TEXT SECTION:
"""

These dynamics highlight an essential driver of the financialized global economy, a driver that is sometimes obscured by everyday “common sense.” Common sense tells us, for good reasons, to think of interest rates as a cost. Most of us, after all, are consumers in some way or another, and many of us are debtors too: credit cards, payday loans, car or student loans, mortgages. So when we see “Interest Rates Rising” in the headlines, we think, “Oh, that’s bad.” For us, it means the things we need or want to purchase, especially big-ticket items like houses and cars and educations, will cost more.
But a significant part of the global economy—arguably the most important part—is coordinated by people who understand things in a completely different way. If you are a lender, or a bond trader on international money markets, when you see “Interest Rates Rising” on the front pages, you think, “Excellent.” For you, interest rates are not a cost, but a return that makes you money. If interest rates rise in a nation, that makes its currency more, not less, attractive to many international players. Not only can that country’s currency buy more on international markets, but its bonds offer a higher return. So in many cases, the interests of finance are diametrically opposed to those of (some) businesses and almost all household consumers. What you and I experience as cost is their return. And, for good or ill, the international economy (especially the money and capital markets), operate according to their preferences, not ours. Whenever we are talking about global capital, there is a significant portion for whom interest rates are profit, not cost. There are exceptions, but for finance capital, it is fair to say higher is better (to a point, of course; you don’t want capitalism to collapse because no one can get credit in a major economy—this was partly what Keynes feared).

"""

AVAILABLE DATA:
"""

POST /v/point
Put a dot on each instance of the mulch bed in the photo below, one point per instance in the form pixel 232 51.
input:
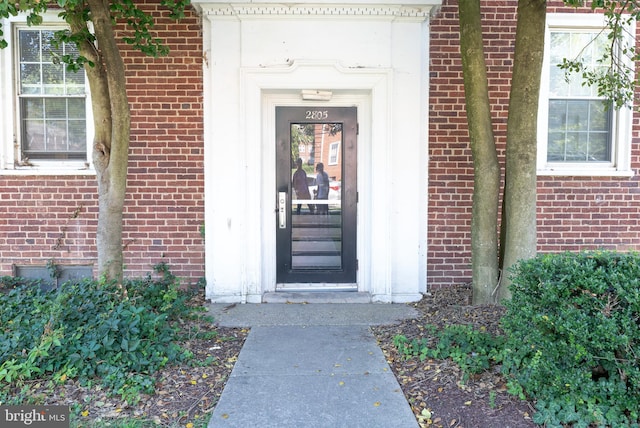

"""

GIVEN INSTRUCTION 1:
Answer from the interest rates text:
(a) Which kinds of debt does it list?
(b) What does a bond trader think on seeing "Interest Rates Rising" on the front pages?
(c) Who does it say partly feared capitalism collapsing because no one could get credit in a major economy?
GIVEN INSTRUCTION 2:
Edit the interest rates text: write out everything from "These dynamics highlight" down to "will cost more." again, with "headlines" changed to "news".

WORKED ANSWER 1:
(a) Credit cards, payday loans, car or student loans, and mortgages.
(b) "Excellent."
(c) Keynes.

WORKED ANSWER 2:
These dynamics highlight an essential driver of the financialized global economy, a driver that is sometimes obscured by everyday “common sense.” Common sense tells us, for good reasons, to think of interest rates as a cost. Most of us, after all, are consumers in some way or another, and many of us are debtors too: credit cards, payday loans, car or student loans, mortgages. So when we see “Interest Rates Rising” in the news, we think, “Oh, that’s bad.” For us, it means the things we need or want to purchase, especially big-ticket items like houses and cars and educations, will cost more.